Read through the lines below for the string "curtain" and copy each one that has it.

* _Stored items_
————

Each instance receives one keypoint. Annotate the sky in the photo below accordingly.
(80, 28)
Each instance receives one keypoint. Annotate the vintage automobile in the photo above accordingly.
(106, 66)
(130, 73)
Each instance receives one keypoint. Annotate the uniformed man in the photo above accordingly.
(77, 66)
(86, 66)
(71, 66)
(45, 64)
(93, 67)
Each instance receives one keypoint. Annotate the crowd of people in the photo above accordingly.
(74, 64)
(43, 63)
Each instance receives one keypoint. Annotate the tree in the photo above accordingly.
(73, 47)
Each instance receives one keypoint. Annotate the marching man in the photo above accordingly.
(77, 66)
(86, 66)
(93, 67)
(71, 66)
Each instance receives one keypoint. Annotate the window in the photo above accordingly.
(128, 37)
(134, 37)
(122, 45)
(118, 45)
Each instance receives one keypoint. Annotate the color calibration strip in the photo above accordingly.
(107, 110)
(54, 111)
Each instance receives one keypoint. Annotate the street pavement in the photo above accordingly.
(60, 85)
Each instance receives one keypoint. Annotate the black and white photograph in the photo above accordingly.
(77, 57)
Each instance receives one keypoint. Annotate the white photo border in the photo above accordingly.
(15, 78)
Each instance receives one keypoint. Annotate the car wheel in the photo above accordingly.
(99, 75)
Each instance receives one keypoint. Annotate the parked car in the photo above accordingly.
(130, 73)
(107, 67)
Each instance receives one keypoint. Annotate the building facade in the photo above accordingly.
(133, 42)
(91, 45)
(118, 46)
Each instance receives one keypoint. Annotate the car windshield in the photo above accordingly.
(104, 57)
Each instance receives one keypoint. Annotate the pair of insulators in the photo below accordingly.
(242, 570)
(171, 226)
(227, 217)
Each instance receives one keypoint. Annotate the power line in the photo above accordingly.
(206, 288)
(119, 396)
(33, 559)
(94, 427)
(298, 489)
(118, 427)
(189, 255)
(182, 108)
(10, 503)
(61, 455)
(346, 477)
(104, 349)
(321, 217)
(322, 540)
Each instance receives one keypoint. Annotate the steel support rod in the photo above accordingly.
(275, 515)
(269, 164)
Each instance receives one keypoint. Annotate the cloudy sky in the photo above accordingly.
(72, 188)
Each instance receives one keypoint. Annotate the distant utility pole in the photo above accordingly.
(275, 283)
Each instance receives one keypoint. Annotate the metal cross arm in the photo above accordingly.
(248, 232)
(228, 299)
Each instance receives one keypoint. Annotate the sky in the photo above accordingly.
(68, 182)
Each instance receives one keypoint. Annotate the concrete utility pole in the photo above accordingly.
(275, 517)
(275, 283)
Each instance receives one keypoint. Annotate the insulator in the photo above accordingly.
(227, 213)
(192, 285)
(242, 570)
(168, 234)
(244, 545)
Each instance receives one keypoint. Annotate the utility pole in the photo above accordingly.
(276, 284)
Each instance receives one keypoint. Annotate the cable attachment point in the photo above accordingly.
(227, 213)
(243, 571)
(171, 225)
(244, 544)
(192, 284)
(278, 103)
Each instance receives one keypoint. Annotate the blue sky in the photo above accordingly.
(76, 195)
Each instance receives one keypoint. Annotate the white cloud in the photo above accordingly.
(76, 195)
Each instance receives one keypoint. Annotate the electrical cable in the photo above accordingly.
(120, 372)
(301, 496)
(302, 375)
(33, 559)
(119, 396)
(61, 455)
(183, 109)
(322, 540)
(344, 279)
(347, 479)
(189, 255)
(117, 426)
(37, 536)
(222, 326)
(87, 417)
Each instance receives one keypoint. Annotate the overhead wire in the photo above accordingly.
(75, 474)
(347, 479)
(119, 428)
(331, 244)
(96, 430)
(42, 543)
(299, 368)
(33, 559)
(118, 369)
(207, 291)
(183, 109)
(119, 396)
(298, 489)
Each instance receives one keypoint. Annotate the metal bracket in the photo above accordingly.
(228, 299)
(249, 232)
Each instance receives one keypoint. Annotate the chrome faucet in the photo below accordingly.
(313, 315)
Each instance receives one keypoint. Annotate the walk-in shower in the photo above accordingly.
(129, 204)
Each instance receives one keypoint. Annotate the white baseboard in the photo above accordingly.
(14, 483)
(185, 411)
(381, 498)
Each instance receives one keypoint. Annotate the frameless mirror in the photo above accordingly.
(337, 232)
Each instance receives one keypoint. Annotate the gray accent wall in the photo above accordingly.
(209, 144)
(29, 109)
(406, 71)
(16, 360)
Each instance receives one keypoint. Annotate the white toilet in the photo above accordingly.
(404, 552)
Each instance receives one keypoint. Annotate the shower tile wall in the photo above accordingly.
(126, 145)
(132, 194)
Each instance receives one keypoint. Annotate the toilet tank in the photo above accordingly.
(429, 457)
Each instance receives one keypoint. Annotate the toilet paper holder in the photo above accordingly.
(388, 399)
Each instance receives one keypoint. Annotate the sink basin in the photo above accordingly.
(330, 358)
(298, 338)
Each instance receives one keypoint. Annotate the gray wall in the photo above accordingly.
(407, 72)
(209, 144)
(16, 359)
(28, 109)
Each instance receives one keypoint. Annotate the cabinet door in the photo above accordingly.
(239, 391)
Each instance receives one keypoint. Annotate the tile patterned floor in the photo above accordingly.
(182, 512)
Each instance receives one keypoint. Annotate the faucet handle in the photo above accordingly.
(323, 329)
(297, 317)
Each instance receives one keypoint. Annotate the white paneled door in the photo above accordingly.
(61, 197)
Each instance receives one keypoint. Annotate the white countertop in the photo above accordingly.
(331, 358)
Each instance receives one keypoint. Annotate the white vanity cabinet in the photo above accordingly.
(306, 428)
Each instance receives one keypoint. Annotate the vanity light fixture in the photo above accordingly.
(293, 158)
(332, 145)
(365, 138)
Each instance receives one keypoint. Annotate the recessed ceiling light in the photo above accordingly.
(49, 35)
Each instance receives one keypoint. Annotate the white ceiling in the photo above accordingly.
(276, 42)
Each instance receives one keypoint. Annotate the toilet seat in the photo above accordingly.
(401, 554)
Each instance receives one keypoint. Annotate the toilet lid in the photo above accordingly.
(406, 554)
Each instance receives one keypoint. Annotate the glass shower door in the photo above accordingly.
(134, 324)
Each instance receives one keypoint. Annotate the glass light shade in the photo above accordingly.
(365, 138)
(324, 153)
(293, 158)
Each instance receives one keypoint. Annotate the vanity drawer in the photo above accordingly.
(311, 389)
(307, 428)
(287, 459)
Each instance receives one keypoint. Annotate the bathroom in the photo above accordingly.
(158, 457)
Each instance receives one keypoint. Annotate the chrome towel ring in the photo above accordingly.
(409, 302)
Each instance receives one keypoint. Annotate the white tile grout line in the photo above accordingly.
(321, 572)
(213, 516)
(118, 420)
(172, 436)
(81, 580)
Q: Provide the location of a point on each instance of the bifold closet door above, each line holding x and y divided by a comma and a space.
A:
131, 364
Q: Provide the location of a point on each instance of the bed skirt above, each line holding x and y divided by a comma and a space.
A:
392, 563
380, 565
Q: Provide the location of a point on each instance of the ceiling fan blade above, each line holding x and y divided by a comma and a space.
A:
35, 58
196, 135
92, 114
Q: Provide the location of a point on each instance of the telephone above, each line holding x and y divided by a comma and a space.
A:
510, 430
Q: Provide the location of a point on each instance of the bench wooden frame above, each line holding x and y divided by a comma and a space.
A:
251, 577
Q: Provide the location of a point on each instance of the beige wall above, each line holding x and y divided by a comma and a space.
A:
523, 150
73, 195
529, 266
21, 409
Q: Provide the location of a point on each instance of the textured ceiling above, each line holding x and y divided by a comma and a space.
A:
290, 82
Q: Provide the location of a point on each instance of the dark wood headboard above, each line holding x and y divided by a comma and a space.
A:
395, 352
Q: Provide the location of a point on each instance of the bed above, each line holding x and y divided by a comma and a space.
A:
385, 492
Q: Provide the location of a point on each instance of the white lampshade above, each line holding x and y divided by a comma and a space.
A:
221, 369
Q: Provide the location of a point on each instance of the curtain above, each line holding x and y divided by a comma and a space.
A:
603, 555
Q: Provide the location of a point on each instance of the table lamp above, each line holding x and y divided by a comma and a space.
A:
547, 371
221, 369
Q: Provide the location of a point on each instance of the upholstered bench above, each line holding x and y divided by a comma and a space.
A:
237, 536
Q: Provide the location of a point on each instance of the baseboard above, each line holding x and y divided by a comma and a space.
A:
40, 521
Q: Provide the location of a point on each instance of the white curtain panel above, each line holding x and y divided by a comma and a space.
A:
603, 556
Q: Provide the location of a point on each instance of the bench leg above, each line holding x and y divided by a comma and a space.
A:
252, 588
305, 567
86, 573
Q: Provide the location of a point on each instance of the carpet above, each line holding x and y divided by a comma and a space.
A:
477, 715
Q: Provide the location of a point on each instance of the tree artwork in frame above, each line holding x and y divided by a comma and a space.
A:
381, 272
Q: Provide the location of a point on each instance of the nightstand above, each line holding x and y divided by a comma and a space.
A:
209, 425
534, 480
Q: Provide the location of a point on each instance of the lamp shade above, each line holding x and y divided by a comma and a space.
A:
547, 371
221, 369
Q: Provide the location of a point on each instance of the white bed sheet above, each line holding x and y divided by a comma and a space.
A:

————

* _RESULT OF THIS EXERCISE_
Q: Provide the location of a point on each instance of the curtain above, each line holding x and y divided by a comma and a space.
Q: Provide the location of a point on each instance of the white curtain panel above, each line holding x and y divided by a comma and a space.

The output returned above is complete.